▶ _What to do_
The goal here is an exact copy of the entries below, without their pictures.

▶ _Excerpted records_

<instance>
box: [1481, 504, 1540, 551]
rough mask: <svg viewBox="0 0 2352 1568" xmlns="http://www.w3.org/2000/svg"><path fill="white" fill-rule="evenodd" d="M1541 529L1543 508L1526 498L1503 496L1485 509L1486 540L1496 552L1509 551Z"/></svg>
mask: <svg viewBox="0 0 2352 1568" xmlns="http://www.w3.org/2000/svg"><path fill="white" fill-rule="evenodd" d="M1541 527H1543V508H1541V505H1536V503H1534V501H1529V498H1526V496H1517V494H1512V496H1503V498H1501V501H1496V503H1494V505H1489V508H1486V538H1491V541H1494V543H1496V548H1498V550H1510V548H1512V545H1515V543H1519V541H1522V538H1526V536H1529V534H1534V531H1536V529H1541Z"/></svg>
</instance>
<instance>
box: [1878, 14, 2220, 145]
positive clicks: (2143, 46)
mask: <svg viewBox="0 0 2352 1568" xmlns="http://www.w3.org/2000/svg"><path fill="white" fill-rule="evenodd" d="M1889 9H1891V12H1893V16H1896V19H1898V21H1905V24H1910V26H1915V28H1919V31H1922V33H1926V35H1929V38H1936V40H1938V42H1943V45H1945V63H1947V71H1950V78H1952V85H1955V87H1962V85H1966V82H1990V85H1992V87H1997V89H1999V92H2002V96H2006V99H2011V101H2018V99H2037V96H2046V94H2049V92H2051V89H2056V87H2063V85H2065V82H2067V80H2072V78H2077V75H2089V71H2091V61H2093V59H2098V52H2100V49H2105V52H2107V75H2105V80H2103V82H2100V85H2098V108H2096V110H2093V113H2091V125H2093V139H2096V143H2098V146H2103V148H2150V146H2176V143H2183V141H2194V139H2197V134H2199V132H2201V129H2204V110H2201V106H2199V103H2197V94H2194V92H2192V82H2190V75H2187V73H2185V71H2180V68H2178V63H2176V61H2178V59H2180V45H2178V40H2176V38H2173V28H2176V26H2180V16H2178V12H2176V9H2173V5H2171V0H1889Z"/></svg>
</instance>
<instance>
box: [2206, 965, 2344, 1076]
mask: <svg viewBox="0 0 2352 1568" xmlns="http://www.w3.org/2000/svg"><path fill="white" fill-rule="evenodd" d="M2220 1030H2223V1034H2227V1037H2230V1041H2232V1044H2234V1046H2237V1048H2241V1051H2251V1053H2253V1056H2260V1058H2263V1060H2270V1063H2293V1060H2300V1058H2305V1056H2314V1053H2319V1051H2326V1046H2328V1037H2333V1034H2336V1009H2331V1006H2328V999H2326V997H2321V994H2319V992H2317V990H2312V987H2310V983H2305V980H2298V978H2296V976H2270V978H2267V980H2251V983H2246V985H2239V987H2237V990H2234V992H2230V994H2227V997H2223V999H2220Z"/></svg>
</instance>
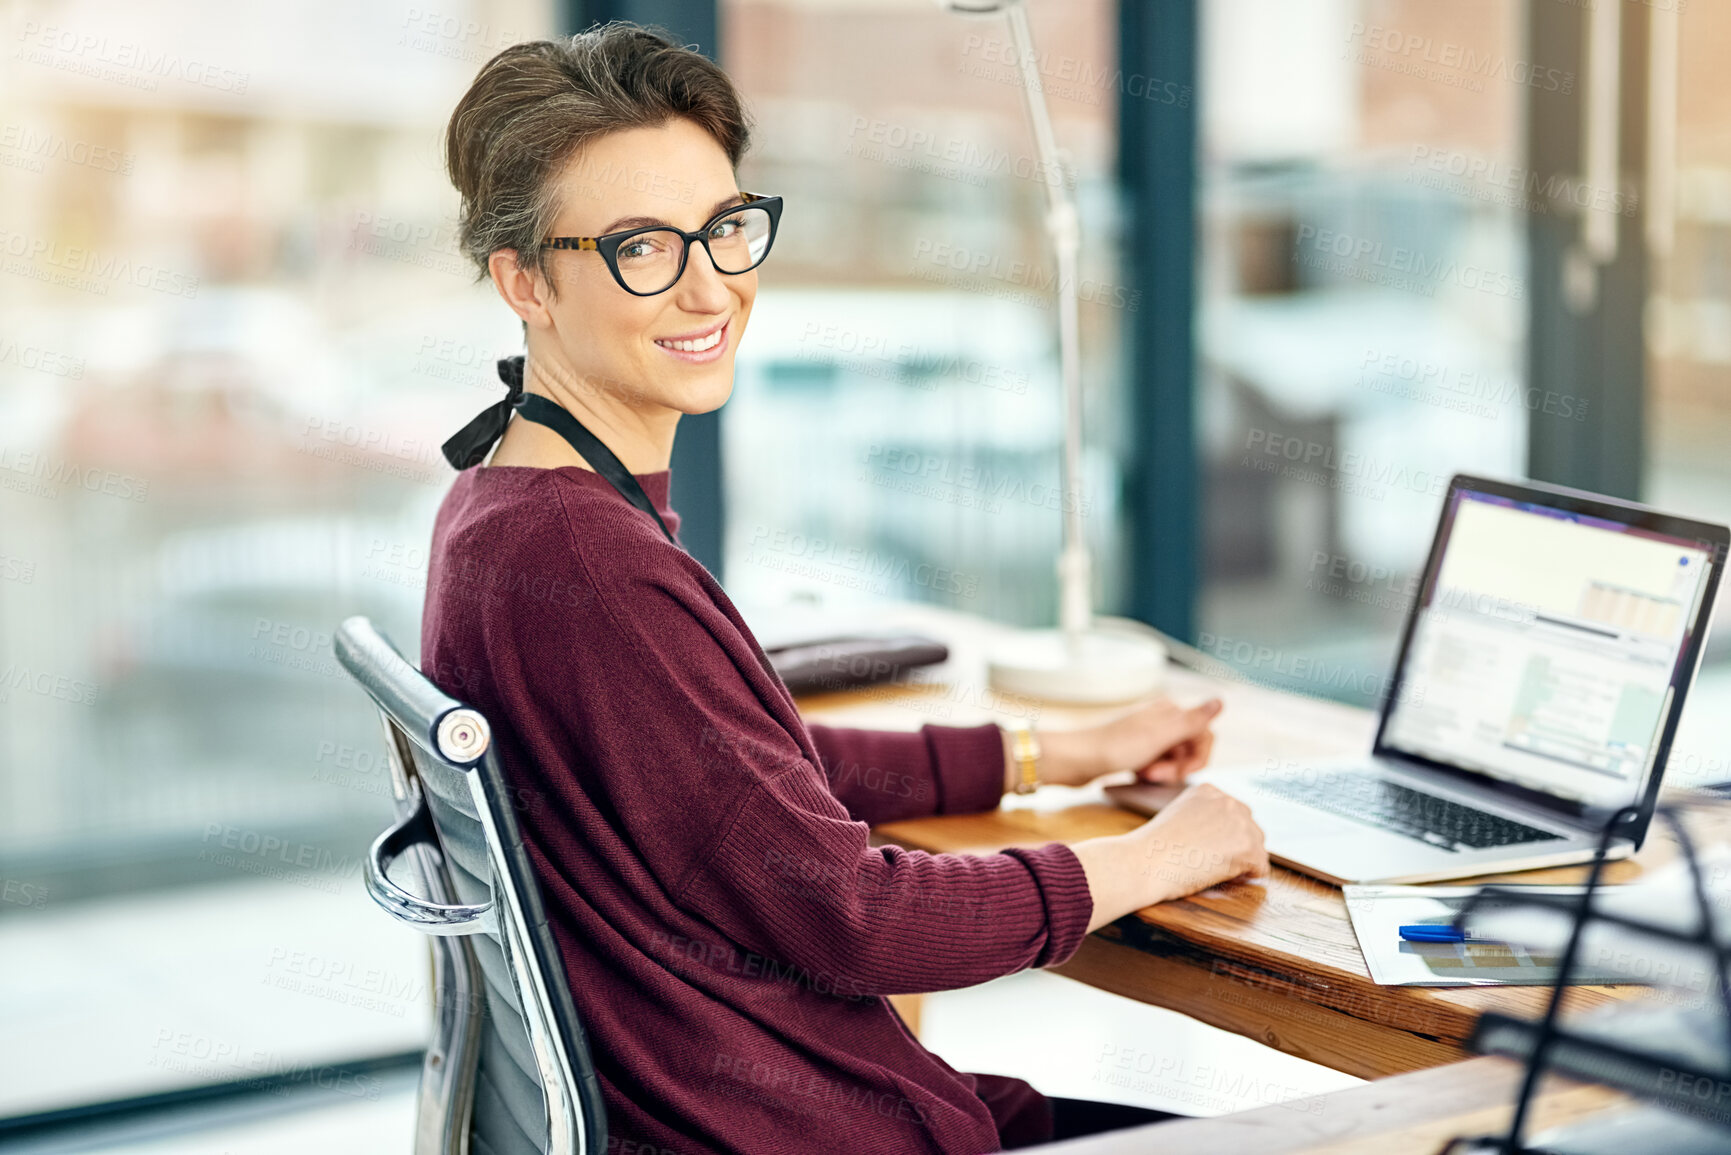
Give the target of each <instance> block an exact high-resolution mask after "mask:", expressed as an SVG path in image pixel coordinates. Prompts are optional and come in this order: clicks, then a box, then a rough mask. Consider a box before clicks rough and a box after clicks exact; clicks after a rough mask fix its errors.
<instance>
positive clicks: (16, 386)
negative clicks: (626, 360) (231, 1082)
mask: <svg viewBox="0 0 1731 1155" xmlns="http://www.w3.org/2000/svg"><path fill="white" fill-rule="evenodd" d="M550 24H552V12H550V3H518V2H504V0H454V2H452V3H443V5H438V12H436V14H433V12H431V10H429V9H412V7H405V5H398V3H386V2H384V0H362V2H358V3H344V5H339V9H329V10H324V12H315V10H310V9H305V7H301V5H258V3H209V2H208V0H170V2H163V3H149V5H138V3H119V2H116V0H85V2H78V3H59V5H12V7H10V9H9V10H7V14H5V23H3V28H5V33H7V43H9V45H12V47H10V48H9V54H10V55H9V59H7V66H5V69H3V74H0V958H3V959H5V973H7V984H5V989H3V990H0V1034H3V1036H5V1039H7V1046H5V1048H3V1056H0V1113H7V1115H12V1113H26V1112H38V1110H48V1108H55V1107H66V1105H74V1103H83V1101H90V1100H102V1098H114V1096H128V1094H142V1093H149V1091H164V1089H171V1087H178V1086H187V1084H197V1082H211V1081H234V1079H249V1077H258V1075H267V1074H280V1072H282V1070H286V1068H293V1067H298V1065H303V1063H331V1061H341V1060H350V1058H357V1056H369V1055H381V1053H391V1051H402V1049H409V1048H415V1046H419V1044H421V1042H422V1041H424V1037H426V1003H428V999H426V949H424V945H422V944H421V942H419V940H417V939H415V937H414V935H412V933H410V932H407V930H400V928H395V926H393V925H391V923H389V921H388V919H386V918H384V916H383V914H381V913H379V911H377V909H374V907H372V904H370V902H369V900H367V899H365V895H364V894H362V887H360V873H358V864H360V855H362V854H364V850H365V847H367V842H369V840H370V838H372V836H374V835H377V831H379V829H381V828H383V826H386V824H388V823H389V821H391V817H393V807H391V802H389V786H388V776H386V769H384V762H383V757H381V755H383V743H381V731H379V724H377V719H376V717H374V715H372V713H370V710H369V708H365V707H364V701H365V700H364V696H362V693H360V691H358V689H357V687H355V686H353V684H351V682H350V681H348V679H346V675H343V672H341V670H339V668H338V665H336V661H334V656H332V651H331V634H332V630H334V627H336V623H338V622H339V620H341V618H343V616H346V615H351V613H365V615H370V616H372V618H374V620H376V622H379V625H381V627H383V629H384V630H386V632H388V634H389V636H391V637H393V639H395V641H396V642H398V644H400V646H402V648H403V649H405V651H407V653H409V655H410V656H414V655H415V653H417V649H419V646H417V641H419V611H421V587H422V582H424V573H426V544H428V535H429V526H431V516H433V511H434V507H436V504H438V500H440V497H441V494H443V490H445V487H447V485H448V481H450V476H452V473H450V469H448V468H447V464H445V461H443V459H441V455H440V450H438V445H440V442H441V440H443V438H445V436H448V435H450V433H452V431H454V429H455V428H457V426H459V424H460V423H462V421H466V419H467V417H469V416H473V414H474V412H476V410H478V409H479V407H481V405H485V403H488V402H493V400H497V398H499V397H502V386H500V384H499V383H497V379H495V377H493V371H492V362H493V358H495V357H499V355H504V353H509V352H514V350H516V348H518V346H519V341H521V336H519V332H518V331H516V326H514V324H512V320H511V317H509V313H507V312H505V310H502V308H500V306H499V303H497V298H495V294H493V291H492V287H490V286H485V284H483V286H476V284H473V272H471V268H469V267H467V265H466V261H464V260H462V258H460V255H459V253H457V249H455V242H454V232H452V229H454V220H455V192H454V190H452V189H450V185H448V182H447V178H445V173H443V168H441V159H440V145H441V130H443V125H445V119H447V116H448V114H450V109H452V106H454V104H455V100H457V97H459V95H460V94H462V90H464V88H466V85H467V81H469V78H471V76H473V74H474V71H476V68H478V66H479V64H481V62H483V61H485V59H488V57H490V55H492V54H493V52H497V50H499V48H500V47H504V45H505V43H512V42H516V40H524V38H533V36H538V35H545V31H547V29H549V28H550ZM360 1093H365V1087H362V1089H360Z"/></svg>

▶ _Written reply_
<instance>
box: [1481, 504, 1540, 551]
rough mask: <svg viewBox="0 0 2352 1568" xmlns="http://www.w3.org/2000/svg"><path fill="white" fill-rule="evenodd" d="M1541 529L1543 508L1526 498L1503 496L1485 509L1486 540L1496 552L1509 551Z"/></svg>
mask: <svg viewBox="0 0 2352 1568" xmlns="http://www.w3.org/2000/svg"><path fill="white" fill-rule="evenodd" d="M1541 527H1543V508H1541V505H1536V503H1534V501H1529V498H1526V496H1517V494H1512V496H1503V498H1501V501H1496V503H1494V505H1489V508H1486V538H1491V541H1494V543H1496V548H1498V550H1510V548H1512V545H1515V543H1519V541H1522V538H1526V536H1529V534H1534V531H1536V529H1541Z"/></svg>
</instance>
<instance>
box: [1878, 14, 2220, 145]
positive clicks: (2143, 46)
mask: <svg viewBox="0 0 2352 1568" xmlns="http://www.w3.org/2000/svg"><path fill="white" fill-rule="evenodd" d="M1889 9H1891V12H1893V16H1896V19H1898V21H1905V24H1910V26H1915V28H1919V31H1922V33H1926V35H1929V38H1936V40H1938V42H1943V45H1945V63H1947V71H1950V78H1952V85H1955V87H1962V85H1966V82H1990V85H1992V87H1997V89H1999V92H2002V96H2006V99H2011V101H2018V99H2037V96H2046V94H2049V92H2051V89H2056V87H2063V85H2065V82H2067V80H2072V78H2077V75H2089V71H2091V61H2093V59H2098V52H2100V49H2105V52H2107V75H2105V80H2103V82H2100V85H2098V108H2096V110H2093V113H2091V125H2093V139H2096V143H2098V146H2103V148H2150V146H2176V143H2183V141H2194V139H2197V134H2199V132H2201V129H2204V110H2201V106H2199V103H2197V94H2194V92H2192V82H2190V75H2187V73H2185V71H2180V68H2178V63H2176V61H2178V59H2180V45H2178V40H2176V38H2173V28H2176V26H2180V16H2178V12H2176V9H2173V5H2171V0H1889Z"/></svg>
</instance>
<instance>
box: [2206, 965, 2344, 1076]
mask: <svg viewBox="0 0 2352 1568" xmlns="http://www.w3.org/2000/svg"><path fill="white" fill-rule="evenodd" d="M2220 1030H2223V1034H2227V1037H2230V1041H2232V1044H2234V1046H2237V1048H2241V1051H2251V1053H2253V1056H2260V1058H2263V1060H2270V1063H2293V1060H2300V1058H2305V1056H2314V1053H2319V1051H2326V1046H2328V1037H2333V1034H2336V1009H2331V1006H2328V999H2326V997H2321V994H2319V992H2317V990H2312V987H2310V983H2305V980H2298V978H2296V976H2270V978H2267V980H2251V983H2246V985H2239V987H2237V990H2234V992H2230V994H2227V997H2223V999H2220Z"/></svg>
</instance>
Give the target of each <instance> block an exact high-resolution mask after "mask:", expressed as an SVG path in image pixel coordinates. Prompts are optional and come in this order: clicks, then a box, then a rough mask. Consider a box before clicks rough and a box after clicks exact; clicks after a rough mask fix its errors.
<instance>
positive clicks: (16, 386)
negative clicks: (626, 360) (231, 1082)
mask: <svg viewBox="0 0 1731 1155" xmlns="http://www.w3.org/2000/svg"><path fill="white" fill-rule="evenodd" d="M550 24H552V12H550V3H518V2H504V0H454V2H452V3H443V5H438V12H436V14H433V12H431V10H429V9H412V7H405V5H398V3H386V2H384V0H362V2H358V3H344V5H339V9H329V10H324V12H315V10H310V9H305V7H301V5H258V3H209V2H208V0H170V2H163V3H149V5H138V3H119V2H116V0H85V2H78V3H59V5H12V7H10V9H9V10H7V14H5V23H3V28H5V33H7V43H9V45H12V47H10V48H9V54H10V55H9V59H7V66H5V69H3V74H0V958H3V959H5V973H7V984H5V989H3V990H0V1034H3V1036H5V1039H7V1046H5V1048H3V1056H0V1113H7V1115H12V1113H26V1112H38V1110H48V1108H55V1107H66V1105H74V1103H83V1101H90V1100H102V1098H114V1096H128V1094H142V1093H149V1091H164V1089H171V1087H178V1086H187V1084H197V1082H211V1081H234V1079H249V1077H258V1075H267V1074H280V1072H282V1070H286V1068H293V1067H298V1065H303V1063H331V1061H341V1060H350V1058H357V1056H369V1055H381V1053H391V1051H402V1049H409V1048H415V1046H419V1044H421V1042H422V1041H424V1037H426V1003H428V999H426V949H424V945H422V944H421V942H419V940H417V939H415V937H414V935H412V933H410V932H407V930H400V928H395V926H393V925H391V923H389V921H388V919H386V918H384V916H383V914H381V913H379V911H377V909H374V907H372V904H370V902H369V900H367V899H365V895H364V894H362V887H360V873H358V864H360V855H362V854H364V850H365V847H367V842H369V840H370V838H372V836H374V835H377V831H379V829H381V828H383V826H386V824H388V823H389V821H391V817H393V807H391V802H389V786H388V776H386V769H384V762H383V757H381V755H383V743H381V731H379V724H377V719H376V717H374V715H372V713H370V710H369V708H365V707H364V701H365V700H364V696H362V693H360V691H358V689H357V687H355V686H353V684H351V682H350V681H348V679H346V675H343V672H341V670H339V668H338V665H336V661H334V656H332V651H331V634H332V630H334V627H336V623H338V622H339V620H341V618H343V616H346V615H351V613H365V615H370V616H372V618H374V620H376V622H379V625H381V627H383V629H384V630H386V632H388V634H389V636H391V637H393V639H395V641H396V642H398V644H400V646H402V648H403V649H405V651H407V653H409V655H410V656H414V655H415V653H417V649H419V646H417V641H419V611H421V587H422V582H424V573H426V544H428V535H429V526H431V516H433V511H434V507H436V504H438V500H440V497H441V494H443V490H445V487H447V485H448V481H450V476H452V473H450V469H448V468H447V464H445V461H443V459H441V455H440V450H438V445H440V442H441V440H443V438H445V436H448V435H450V433H452V431H454V429H455V428H457V426H459V424H460V423H462V421H466V419H467V417H469V416H473V414H474V412H476V410H478V409H479V407H481V405H485V403H488V402H493V400H497V398H499V397H502V386H500V384H499V383H497V379H495V377H493V371H492V362H493V358H495V357H499V355H504V353H509V352H514V350H516V348H518V346H519V341H521V336H519V332H518V331H516V326H514V324H512V320H511V317H509V313H507V312H505V310H502V308H500V306H499V303H497V298H495V294H493V291H492V287H490V286H485V284H483V286H476V284H473V272H471V268H469V267H467V265H466V261H464V260H462V258H460V255H459V253H457V249H455V242H454V232H452V229H454V220H455V192H454V190H452V189H450V185H448V182H447V178H445V173H443V168H441V159H440V145H441V130H443V125H445V119H447V116H448V114H450V109H452V106H454V104H455V100H457V97H459V95H460V94H462V90H464V88H466V85H467V81H469V78H471V76H473V74H474V71H476V68H478V66H479V64H481V62H483V61H485V59H488V57H490V55H492V54H493V52H497V50H499V48H500V47H504V45H505V43H512V42H516V40H524V38H533V36H538V35H545V31H547V29H549V28H550ZM360 1093H365V1087H362V1089H360Z"/></svg>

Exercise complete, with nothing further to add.